> EXERCISE INSTRUCTIONS
Output every entry verbatim.

********

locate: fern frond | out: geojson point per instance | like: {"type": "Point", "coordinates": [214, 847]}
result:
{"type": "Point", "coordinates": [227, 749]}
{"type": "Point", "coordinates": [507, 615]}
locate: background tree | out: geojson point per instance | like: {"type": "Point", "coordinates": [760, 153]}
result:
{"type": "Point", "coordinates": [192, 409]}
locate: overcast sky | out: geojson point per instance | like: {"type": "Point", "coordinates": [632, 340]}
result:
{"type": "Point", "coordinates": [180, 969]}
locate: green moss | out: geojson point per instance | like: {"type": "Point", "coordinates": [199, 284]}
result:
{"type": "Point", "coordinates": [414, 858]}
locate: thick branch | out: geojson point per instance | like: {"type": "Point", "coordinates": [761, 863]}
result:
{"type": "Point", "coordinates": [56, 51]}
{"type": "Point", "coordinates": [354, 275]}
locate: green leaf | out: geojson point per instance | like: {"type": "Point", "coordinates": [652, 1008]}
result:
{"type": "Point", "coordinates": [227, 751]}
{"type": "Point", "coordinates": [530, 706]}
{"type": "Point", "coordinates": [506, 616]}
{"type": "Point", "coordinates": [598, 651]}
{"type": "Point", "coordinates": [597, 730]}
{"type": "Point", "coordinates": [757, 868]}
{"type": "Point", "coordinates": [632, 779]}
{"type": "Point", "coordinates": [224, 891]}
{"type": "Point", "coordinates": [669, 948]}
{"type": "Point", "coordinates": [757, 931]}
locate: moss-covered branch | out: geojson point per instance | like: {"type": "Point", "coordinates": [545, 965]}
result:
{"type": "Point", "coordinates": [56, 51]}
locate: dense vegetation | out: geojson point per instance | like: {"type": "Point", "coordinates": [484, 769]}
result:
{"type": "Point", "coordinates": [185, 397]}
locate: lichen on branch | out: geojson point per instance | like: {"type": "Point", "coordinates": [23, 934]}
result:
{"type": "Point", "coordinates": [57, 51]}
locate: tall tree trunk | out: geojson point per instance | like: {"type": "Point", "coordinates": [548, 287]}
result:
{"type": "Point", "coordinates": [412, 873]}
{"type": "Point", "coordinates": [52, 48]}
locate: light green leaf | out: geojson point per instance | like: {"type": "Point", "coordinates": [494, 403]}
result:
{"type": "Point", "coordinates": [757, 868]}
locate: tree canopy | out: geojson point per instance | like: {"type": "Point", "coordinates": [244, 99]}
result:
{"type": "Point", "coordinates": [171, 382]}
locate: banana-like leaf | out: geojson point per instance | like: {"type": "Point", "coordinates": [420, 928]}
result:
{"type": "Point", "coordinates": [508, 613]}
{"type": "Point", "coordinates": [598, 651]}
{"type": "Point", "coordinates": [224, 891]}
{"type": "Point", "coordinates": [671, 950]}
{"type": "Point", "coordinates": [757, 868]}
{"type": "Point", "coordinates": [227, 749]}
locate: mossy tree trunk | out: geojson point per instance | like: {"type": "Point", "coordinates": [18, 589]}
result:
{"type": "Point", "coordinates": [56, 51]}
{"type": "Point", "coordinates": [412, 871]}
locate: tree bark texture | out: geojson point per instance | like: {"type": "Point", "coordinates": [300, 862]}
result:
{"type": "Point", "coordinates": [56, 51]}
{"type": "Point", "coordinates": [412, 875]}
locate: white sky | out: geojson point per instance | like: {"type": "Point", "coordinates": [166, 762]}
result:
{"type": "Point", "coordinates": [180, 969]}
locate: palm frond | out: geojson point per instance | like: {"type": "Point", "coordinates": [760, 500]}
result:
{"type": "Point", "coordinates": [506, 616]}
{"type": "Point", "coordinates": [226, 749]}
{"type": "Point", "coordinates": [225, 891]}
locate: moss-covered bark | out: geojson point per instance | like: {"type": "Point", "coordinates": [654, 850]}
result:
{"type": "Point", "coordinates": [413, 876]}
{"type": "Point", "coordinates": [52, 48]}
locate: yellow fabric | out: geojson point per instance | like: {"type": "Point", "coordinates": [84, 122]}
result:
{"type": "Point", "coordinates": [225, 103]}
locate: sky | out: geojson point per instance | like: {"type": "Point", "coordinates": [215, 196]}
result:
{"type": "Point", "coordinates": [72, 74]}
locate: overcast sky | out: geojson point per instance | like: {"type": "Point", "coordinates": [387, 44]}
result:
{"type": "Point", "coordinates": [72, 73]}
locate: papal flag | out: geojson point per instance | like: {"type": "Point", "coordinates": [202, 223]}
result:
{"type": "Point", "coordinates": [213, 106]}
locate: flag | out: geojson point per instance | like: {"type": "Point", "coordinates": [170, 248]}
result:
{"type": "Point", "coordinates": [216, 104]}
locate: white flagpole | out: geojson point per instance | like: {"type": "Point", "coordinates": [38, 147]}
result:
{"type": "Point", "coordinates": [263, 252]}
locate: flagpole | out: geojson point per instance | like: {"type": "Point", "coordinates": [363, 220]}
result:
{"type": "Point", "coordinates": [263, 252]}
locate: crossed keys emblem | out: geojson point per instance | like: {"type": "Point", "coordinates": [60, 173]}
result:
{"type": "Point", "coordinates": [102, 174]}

********

> WRITTEN SOLUTION
locate: fern frond | out: geojson point per instance | like: {"type": "Point", "coordinates": [214, 847]}
result:
{"type": "Point", "coordinates": [227, 749]}
{"type": "Point", "coordinates": [507, 615]}
locate: background tree | out: geojson point per instance | like: {"type": "Point", "coordinates": [760, 153]}
result:
{"type": "Point", "coordinates": [192, 409]}
locate: overcast sky | out: geojson point per instance | like: {"type": "Point", "coordinates": [632, 340]}
result:
{"type": "Point", "coordinates": [180, 969]}
locate: green moss | out: geojson point per instance | like: {"type": "Point", "coordinates": [199, 284]}
result:
{"type": "Point", "coordinates": [414, 858]}
locate: thick branch | out: geojson point per instance | like: {"type": "Point", "coordinates": [761, 863]}
result:
{"type": "Point", "coordinates": [56, 51]}
{"type": "Point", "coordinates": [354, 275]}
locate: green leaf | out: geojson point per instance | like: {"type": "Point", "coordinates": [652, 1008]}
result:
{"type": "Point", "coordinates": [227, 751]}
{"type": "Point", "coordinates": [530, 706]}
{"type": "Point", "coordinates": [506, 616]}
{"type": "Point", "coordinates": [598, 651]}
{"type": "Point", "coordinates": [597, 730]}
{"type": "Point", "coordinates": [757, 868]}
{"type": "Point", "coordinates": [632, 779]}
{"type": "Point", "coordinates": [224, 891]}
{"type": "Point", "coordinates": [669, 948]}
{"type": "Point", "coordinates": [757, 931]}
locate: moss-covered branch | out: geojson point per instance | like: {"type": "Point", "coordinates": [545, 965]}
result:
{"type": "Point", "coordinates": [56, 51]}
locate: dense vegetation | out: geojson point per instance | like: {"type": "Point", "coordinates": [484, 769]}
result:
{"type": "Point", "coordinates": [185, 397]}
locate: lichen on branch | out: geojson point per instance | like: {"type": "Point", "coordinates": [23, 934]}
result:
{"type": "Point", "coordinates": [57, 51]}
locate: tall tree trunk | out: geojson point per instance | like: {"type": "Point", "coordinates": [548, 287]}
result:
{"type": "Point", "coordinates": [412, 873]}
{"type": "Point", "coordinates": [52, 48]}
locate: light green leaf | out: geojson point per instance | like: {"type": "Point", "coordinates": [494, 403]}
result:
{"type": "Point", "coordinates": [757, 868]}
locate: tree canopy | out: geojson point per instance | like: {"type": "Point", "coordinates": [244, 99]}
result:
{"type": "Point", "coordinates": [171, 382]}
locate: banana-like leaf | out: geojson point per instance | like: {"type": "Point", "coordinates": [420, 928]}
result:
{"type": "Point", "coordinates": [508, 613]}
{"type": "Point", "coordinates": [598, 651]}
{"type": "Point", "coordinates": [224, 891]}
{"type": "Point", "coordinates": [671, 950]}
{"type": "Point", "coordinates": [757, 868]}
{"type": "Point", "coordinates": [227, 749]}
locate: mossy tree trunk | out: geojson point per instance | like: {"type": "Point", "coordinates": [18, 589]}
result:
{"type": "Point", "coordinates": [56, 51]}
{"type": "Point", "coordinates": [412, 871]}
locate: tree bark texture | out: geojson point per instance | like: {"type": "Point", "coordinates": [300, 862]}
result:
{"type": "Point", "coordinates": [56, 51]}
{"type": "Point", "coordinates": [412, 875]}
locate: white sky | out: geojson point per instance | like: {"type": "Point", "coordinates": [166, 762]}
result:
{"type": "Point", "coordinates": [180, 969]}
locate: palm frond | out: geojson point per instance | like: {"type": "Point", "coordinates": [760, 500]}
result:
{"type": "Point", "coordinates": [506, 616]}
{"type": "Point", "coordinates": [226, 749]}
{"type": "Point", "coordinates": [225, 891]}
locate: moss-covered bark | out: geojson point per instance | like: {"type": "Point", "coordinates": [654, 850]}
result:
{"type": "Point", "coordinates": [413, 876]}
{"type": "Point", "coordinates": [52, 48]}
locate: yellow fabric | out: geojson point per instance | like: {"type": "Point", "coordinates": [84, 122]}
result:
{"type": "Point", "coordinates": [225, 103]}
locate: sky | out: geojson point per instance | like: {"type": "Point", "coordinates": [215, 196]}
result:
{"type": "Point", "coordinates": [72, 74]}
locate: overcast sky | out: geojson point per instance | like: {"type": "Point", "coordinates": [387, 44]}
result:
{"type": "Point", "coordinates": [72, 73]}
locate: papal flag | out: geojson point per instance | like: {"type": "Point", "coordinates": [202, 223]}
result:
{"type": "Point", "coordinates": [213, 106]}
locate: flag | out: geojson point per instance | like: {"type": "Point", "coordinates": [170, 248]}
result:
{"type": "Point", "coordinates": [216, 104]}
locate: white flagpole | out: geojson point per instance | like: {"type": "Point", "coordinates": [38, 147]}
result:
{"type": "Point", "coordinates": [263, 252]}
locate: flagpole | out: geojson point per instance | like: {"type": "Point", "coordinates": [363, 220]}
result:
{"type": "Point", "coordinates": [263, 252]}
locate: crossed keys emblem | out: geojson point per instance | like: {"type": "Point", "coordinates": [60, 173]}
result:
{"type": "Point", "coordinates": [102, 174]}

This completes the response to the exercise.